STATED PROBLEM 1 ->
From the entries below, pull out every line that contains the word "player" and copy each one. Case counts.

===== PAGE =====

The deli news

05 October 2001 by
The deli news

New Yorkers take them for granted, but delis have been slow to take off in London. Now, restaurants are opening delis to offer one-stop eating and shopping. Sara Guild checks out a few.

As concepts go, adding a delicatessen or a food shop to a restaurant is not new. Antonio Carluccio added a shop to his Neal Street East restaurant in London 11 years ago, and a year later Sir Terence Conran opened one at Le Pont de la Tour, also in the capital, near Tower Bridge.

A decade later, however, the idea of shopping and eating at the same premises has only just started to catch the British imagination. In the USA, particularly in New York, there's a deli on every block, offering bread and croissants for breakfast, mixed salads for lunch and a little lasagne or fresh pasta for later. One of the best known, Dean and Deluca, offers myriad sauces, breads and fresh foods, as well as serving its products in its own café.

While London can boast world-famous food halls, such as those at Harrods and Fortnum & Mason, the deli idea has been slower to take off.

Priscilla Carluccio, marketing director for Carluccio's, believes that, as more people do their bulk-buying online, food shopping for unusual items will come into its own, paving the way for more delicatessens. "I lived in France and loathed shopping at the large supermarkets," she says, "but I'd do the bulk stuff at one and then go to the markets three times a week, which I loved."

The original Carluccio's, in Neal Street East, started as an Italian restaurant, taking the space next door, when it became available, to open a shop. Now the shop occupies the whole site, and Priscilla and husband Antonio are rolling out café-deli shops. The 122-seat café-deli Carluccio's in Kingston upon Thames, Surrey, opened on 7 September and will be followed in November by the chain's fifth outlet in London's Canary Wharf. "We will have six by the end of this year, with plans to roll out five next year," says Priscilla. "It has been designed from the beginning as a series - I hate the word ‘chain'."

The specialist Italian café-delis are laid out so that people walk through the shop and go past the deli counter on their way to the café-restaurant. The idea is for them to eat and shop for food in the same visit.

The shop accounts for one-third of the turnover, compared with two-thirds from the restaurant, although the average spend in the two businesses can be similar. Priscilla estimates that the caf‚s have a £10-£15 average spend per head. "These places need a certain amount of foot traffic and are meant to be busy but without the fuss," she says. "In retailing, you measure success not so much by average spend as return per square foot. Running the two businesses is much more expensive than doing a restaurant on its own - retailing is a completely different animal."

So is it financially viable? Priscilla will say only that the existing three outlets are "extremely successful and profitable", acknowledging that they exceed the 10% net profit on turnover that financially successful restaurants achieve.

There are other differences between the restaurant and shop - for example, wages in retailing account for a much lower percentage of turnover. In a supermarket such as Tesco average wage costs are about 6%, while in catering it is more like 30%. The kitchen hygiene regulations are strict, but so too is the hygiene associated with a deli counter, where food is handled frequently and must be kept at the right temperature.

===== MATERIAL SHOWN =====

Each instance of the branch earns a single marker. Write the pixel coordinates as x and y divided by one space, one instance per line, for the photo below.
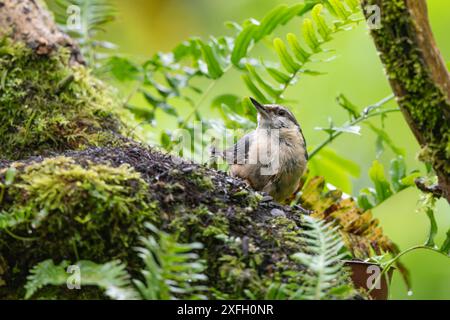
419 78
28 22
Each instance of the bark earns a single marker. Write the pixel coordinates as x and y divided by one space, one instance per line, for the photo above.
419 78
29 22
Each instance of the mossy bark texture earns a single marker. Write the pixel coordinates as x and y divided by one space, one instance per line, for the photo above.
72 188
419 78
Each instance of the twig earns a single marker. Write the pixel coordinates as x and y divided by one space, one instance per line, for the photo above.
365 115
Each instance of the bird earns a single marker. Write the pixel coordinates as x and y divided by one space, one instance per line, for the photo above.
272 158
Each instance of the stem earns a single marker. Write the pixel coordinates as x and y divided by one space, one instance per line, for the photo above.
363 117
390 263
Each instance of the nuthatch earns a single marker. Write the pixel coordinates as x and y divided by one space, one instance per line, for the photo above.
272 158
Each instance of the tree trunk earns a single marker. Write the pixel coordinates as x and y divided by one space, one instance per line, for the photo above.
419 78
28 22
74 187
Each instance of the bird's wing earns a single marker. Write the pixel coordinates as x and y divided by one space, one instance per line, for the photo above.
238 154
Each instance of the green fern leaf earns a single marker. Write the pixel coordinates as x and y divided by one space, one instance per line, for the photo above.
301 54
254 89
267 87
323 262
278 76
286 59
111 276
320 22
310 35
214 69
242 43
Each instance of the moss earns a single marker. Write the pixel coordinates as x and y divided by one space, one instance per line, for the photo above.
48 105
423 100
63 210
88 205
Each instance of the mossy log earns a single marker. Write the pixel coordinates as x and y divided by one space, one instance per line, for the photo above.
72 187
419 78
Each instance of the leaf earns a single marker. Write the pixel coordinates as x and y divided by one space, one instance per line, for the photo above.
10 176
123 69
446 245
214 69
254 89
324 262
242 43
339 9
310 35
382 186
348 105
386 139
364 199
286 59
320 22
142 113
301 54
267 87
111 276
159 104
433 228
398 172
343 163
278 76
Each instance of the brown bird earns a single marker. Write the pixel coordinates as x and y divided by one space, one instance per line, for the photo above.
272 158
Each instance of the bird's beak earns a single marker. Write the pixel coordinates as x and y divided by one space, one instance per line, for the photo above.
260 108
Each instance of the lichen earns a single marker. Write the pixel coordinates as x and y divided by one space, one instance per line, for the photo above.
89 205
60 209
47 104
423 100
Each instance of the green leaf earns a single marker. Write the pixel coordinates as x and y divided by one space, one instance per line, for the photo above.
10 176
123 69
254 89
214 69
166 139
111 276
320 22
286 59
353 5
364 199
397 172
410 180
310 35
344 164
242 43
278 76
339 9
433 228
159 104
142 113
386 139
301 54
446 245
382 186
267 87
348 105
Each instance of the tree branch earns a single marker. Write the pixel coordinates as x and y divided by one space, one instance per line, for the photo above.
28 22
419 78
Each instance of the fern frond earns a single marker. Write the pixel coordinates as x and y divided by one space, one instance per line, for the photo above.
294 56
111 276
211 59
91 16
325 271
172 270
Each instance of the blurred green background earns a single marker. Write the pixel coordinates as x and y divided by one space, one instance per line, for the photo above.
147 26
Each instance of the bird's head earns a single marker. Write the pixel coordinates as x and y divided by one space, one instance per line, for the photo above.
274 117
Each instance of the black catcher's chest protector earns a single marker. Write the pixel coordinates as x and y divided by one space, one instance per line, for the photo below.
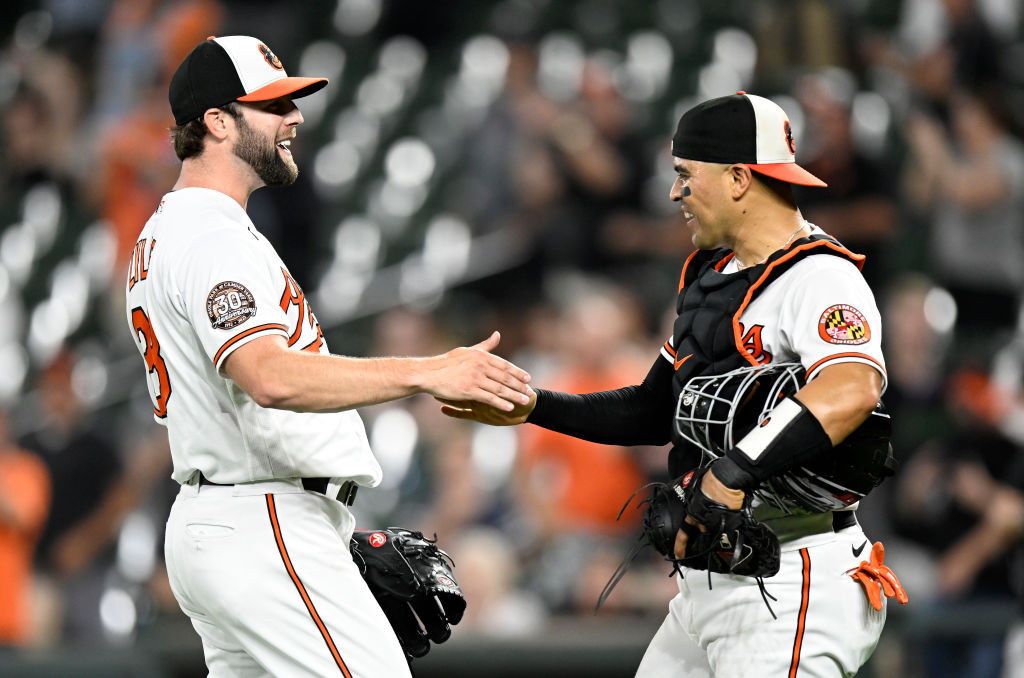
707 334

=====
===== MATERIAL SHOWN =====

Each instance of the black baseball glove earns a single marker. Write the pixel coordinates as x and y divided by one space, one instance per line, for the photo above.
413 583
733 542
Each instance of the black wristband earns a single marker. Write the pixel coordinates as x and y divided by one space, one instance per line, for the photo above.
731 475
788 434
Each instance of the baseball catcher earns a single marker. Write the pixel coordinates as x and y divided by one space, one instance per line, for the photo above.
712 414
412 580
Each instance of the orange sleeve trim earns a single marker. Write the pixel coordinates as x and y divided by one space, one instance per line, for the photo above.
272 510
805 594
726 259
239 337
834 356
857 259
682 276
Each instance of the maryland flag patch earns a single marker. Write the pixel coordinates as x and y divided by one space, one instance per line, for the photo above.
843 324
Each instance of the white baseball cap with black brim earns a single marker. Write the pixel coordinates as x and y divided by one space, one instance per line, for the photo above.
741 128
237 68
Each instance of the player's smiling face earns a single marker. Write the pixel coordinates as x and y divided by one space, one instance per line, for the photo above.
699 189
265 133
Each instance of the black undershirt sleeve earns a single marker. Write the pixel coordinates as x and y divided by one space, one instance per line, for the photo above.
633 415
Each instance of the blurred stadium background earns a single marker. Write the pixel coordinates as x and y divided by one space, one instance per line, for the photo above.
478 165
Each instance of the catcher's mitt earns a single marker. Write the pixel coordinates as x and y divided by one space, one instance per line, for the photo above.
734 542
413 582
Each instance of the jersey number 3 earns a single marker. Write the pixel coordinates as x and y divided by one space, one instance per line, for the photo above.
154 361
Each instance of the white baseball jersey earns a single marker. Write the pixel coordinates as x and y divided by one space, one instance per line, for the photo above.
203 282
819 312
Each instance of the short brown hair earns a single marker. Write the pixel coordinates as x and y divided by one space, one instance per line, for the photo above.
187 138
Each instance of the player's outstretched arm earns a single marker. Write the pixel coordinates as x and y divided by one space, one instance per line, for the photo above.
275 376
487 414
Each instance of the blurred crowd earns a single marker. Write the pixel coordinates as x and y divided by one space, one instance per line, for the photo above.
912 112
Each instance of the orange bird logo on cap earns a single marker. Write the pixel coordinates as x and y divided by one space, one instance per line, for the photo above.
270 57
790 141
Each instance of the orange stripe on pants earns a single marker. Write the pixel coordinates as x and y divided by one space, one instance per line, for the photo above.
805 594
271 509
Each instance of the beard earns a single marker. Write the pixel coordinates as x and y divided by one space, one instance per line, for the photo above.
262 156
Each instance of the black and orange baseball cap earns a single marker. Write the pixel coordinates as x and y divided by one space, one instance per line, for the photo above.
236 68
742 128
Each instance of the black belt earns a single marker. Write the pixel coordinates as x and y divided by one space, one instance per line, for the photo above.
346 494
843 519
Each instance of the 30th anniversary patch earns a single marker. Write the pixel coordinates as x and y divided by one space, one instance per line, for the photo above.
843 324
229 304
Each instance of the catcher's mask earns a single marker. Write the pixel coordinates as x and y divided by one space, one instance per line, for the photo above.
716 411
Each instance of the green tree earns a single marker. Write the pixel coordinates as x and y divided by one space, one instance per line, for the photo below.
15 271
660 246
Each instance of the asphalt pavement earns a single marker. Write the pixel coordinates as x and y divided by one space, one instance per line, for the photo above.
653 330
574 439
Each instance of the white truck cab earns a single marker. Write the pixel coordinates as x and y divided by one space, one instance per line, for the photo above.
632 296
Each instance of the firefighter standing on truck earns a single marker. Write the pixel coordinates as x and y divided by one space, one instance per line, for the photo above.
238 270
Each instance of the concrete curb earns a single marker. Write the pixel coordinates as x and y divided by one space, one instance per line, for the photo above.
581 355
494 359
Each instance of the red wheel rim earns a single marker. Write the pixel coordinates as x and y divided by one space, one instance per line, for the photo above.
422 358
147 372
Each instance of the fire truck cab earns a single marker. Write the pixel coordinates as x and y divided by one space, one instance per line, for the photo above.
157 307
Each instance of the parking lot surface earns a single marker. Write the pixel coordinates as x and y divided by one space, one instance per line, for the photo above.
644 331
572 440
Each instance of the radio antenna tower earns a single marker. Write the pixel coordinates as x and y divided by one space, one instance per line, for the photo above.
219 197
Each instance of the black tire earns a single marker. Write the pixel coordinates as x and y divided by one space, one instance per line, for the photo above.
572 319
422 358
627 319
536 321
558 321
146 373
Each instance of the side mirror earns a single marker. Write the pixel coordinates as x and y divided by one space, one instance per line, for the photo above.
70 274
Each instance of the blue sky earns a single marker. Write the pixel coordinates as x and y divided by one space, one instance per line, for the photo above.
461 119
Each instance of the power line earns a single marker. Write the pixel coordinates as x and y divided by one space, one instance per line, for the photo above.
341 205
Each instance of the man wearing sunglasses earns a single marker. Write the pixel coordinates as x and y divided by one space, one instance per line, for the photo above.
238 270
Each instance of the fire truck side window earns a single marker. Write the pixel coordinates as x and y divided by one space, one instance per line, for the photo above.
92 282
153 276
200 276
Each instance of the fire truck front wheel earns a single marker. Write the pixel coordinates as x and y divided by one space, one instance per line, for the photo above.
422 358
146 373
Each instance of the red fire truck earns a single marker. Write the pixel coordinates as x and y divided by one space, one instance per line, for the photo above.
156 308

=====
===== MATERIAL SHOWN =====

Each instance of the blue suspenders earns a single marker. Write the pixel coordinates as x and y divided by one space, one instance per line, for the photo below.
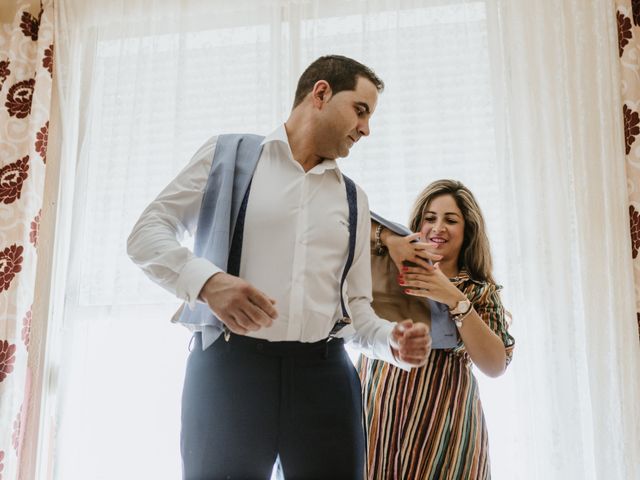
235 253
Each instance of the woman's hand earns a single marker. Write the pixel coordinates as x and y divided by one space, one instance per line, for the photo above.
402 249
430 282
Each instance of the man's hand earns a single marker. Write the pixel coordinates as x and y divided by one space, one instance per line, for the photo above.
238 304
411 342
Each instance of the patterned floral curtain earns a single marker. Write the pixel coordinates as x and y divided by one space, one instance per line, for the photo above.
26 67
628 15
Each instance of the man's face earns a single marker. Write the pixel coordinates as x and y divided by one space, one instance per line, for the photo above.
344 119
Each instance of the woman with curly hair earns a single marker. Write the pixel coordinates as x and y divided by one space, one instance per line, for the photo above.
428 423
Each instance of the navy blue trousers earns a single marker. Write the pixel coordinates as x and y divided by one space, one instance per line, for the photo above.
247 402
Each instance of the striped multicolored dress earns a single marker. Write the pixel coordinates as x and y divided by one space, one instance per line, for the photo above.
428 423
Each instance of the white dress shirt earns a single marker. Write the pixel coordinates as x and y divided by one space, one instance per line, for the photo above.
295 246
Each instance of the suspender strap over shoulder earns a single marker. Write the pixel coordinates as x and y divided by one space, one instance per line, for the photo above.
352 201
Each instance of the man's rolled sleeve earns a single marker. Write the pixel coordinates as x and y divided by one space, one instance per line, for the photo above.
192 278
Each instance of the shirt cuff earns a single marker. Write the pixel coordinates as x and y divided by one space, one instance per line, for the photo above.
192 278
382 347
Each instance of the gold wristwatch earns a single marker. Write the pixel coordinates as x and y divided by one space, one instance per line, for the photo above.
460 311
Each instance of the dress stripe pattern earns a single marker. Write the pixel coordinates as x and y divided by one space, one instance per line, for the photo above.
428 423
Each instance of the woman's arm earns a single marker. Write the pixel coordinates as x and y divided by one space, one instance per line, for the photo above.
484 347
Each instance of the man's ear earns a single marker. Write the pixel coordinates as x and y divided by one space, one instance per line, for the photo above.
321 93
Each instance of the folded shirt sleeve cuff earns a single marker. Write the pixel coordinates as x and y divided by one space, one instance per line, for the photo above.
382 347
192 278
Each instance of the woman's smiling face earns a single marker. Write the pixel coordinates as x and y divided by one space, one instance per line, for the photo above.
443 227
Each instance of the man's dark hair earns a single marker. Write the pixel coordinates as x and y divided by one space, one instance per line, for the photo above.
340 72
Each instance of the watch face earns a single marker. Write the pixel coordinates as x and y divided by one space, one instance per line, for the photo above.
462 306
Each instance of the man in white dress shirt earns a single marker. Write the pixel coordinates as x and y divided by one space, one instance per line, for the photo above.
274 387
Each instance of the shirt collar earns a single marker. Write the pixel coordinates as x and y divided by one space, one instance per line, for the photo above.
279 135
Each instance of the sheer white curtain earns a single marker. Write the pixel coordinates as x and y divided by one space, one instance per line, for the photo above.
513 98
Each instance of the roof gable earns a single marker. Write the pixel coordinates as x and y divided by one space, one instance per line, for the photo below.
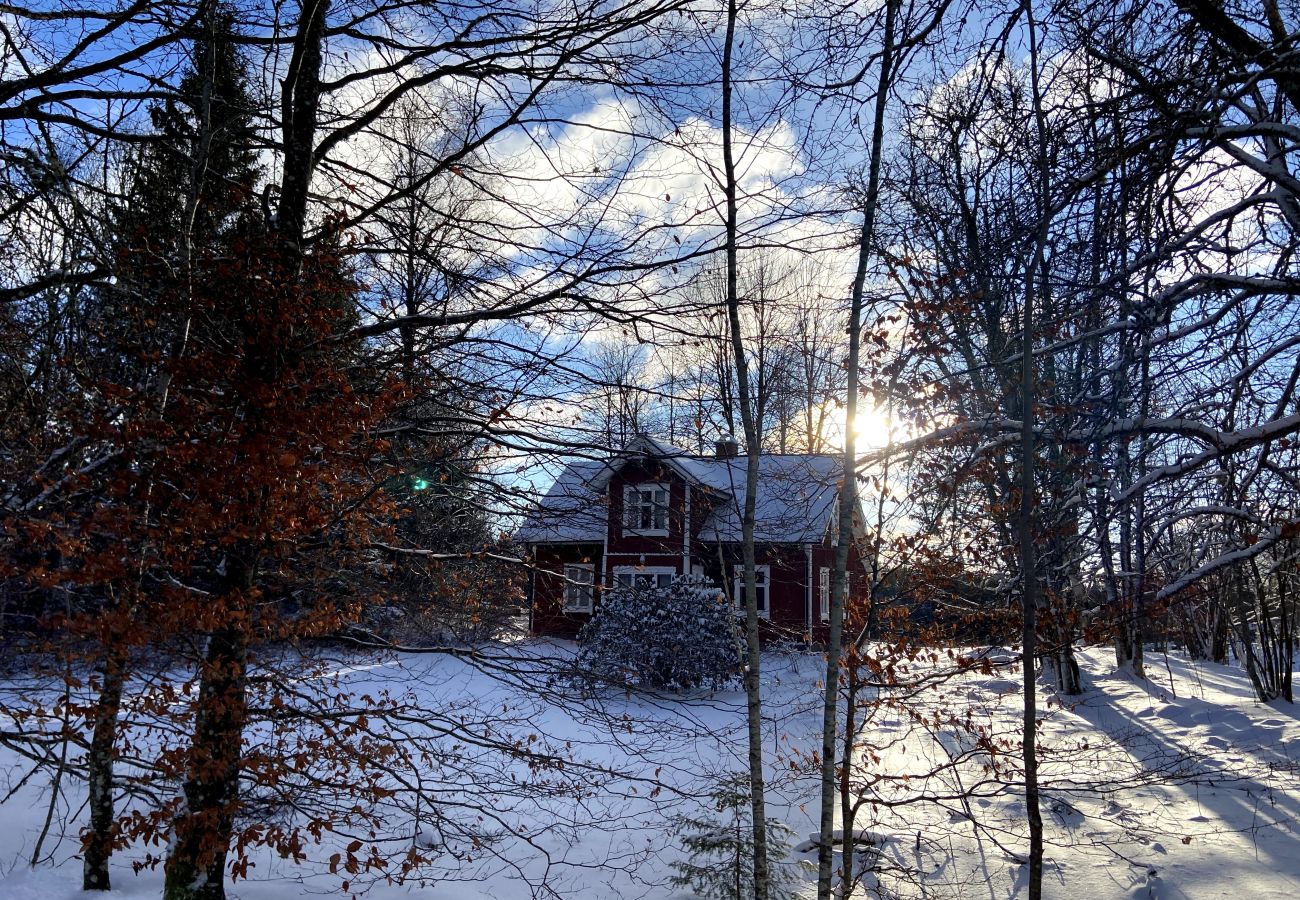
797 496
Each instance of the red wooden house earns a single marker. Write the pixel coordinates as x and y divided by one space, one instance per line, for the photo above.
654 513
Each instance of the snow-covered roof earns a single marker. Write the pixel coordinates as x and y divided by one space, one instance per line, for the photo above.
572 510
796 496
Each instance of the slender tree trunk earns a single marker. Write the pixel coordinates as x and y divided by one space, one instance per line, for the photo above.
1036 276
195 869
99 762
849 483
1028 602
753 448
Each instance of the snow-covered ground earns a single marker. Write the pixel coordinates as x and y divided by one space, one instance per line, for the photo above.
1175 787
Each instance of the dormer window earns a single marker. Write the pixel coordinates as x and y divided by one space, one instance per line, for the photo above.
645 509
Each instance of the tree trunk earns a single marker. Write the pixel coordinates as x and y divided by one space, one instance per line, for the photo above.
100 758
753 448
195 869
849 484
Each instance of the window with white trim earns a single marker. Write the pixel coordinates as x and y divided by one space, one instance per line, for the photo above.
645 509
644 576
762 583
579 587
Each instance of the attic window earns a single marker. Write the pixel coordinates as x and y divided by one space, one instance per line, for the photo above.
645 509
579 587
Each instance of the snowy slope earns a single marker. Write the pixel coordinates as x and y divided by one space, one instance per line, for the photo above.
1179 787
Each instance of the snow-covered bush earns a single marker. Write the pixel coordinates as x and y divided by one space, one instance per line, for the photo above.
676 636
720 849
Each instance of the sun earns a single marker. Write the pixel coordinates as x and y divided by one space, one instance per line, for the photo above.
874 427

=====

STATED PROBLEM 2 ->
According to the deli article, how many seats does the Carluccio's café-deli in Kingston upon Thames have?

WRITTEN REPLY 1 ->
Each instance of the player's smiling face earns a single marker. Write the pixel coordinates as x and y divided by one space, one instance per line, for the photo above.
Each instance of the player's outstretched arm earns a single marker. Write the pixel coordinates as x and y divided by one space, one instance per line, for the photo above.

WRITTEN REPLY 2 ->
122